- Records shown:
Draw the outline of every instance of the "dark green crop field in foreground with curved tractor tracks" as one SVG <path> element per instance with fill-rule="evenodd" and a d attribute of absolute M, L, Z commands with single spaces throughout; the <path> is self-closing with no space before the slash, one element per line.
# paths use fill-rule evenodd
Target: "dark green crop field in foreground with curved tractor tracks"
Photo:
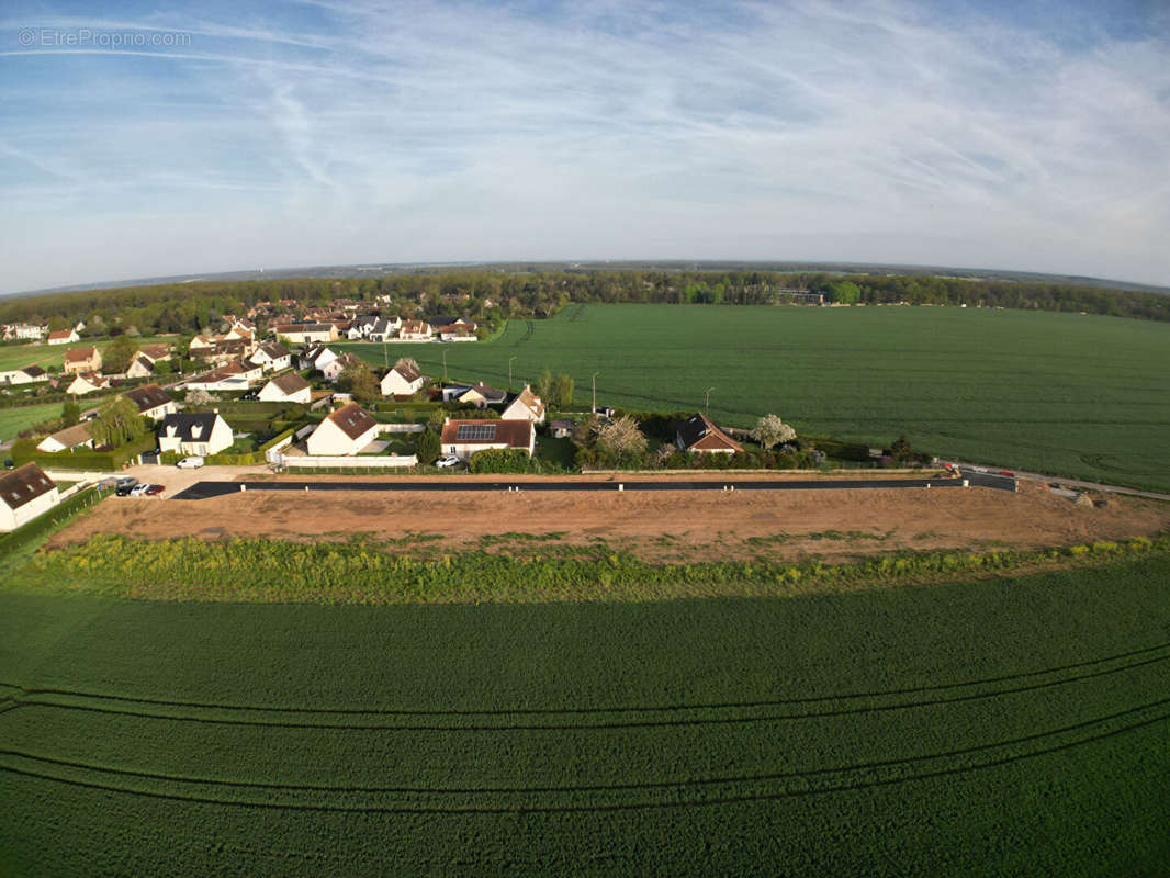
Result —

- Work order:
All of the entries must be reproduced exactly, apart from the pictures, which are to be dropped.

- Expected answer:
Draw the outline of every instance of the "dark green crop field in foreground with curved tractor tracks" as one SVG <path> element per instance with fill-rule="evenodd" and a d attribute of absolute M, L, Z commands with single spaces throughout; the <path> is self-closing with no space before the slash, one element per line.
# paths use fill-rule evenodd
Target: "dark green crop field in foreground with curved tractor tracks"
Photo:
Result —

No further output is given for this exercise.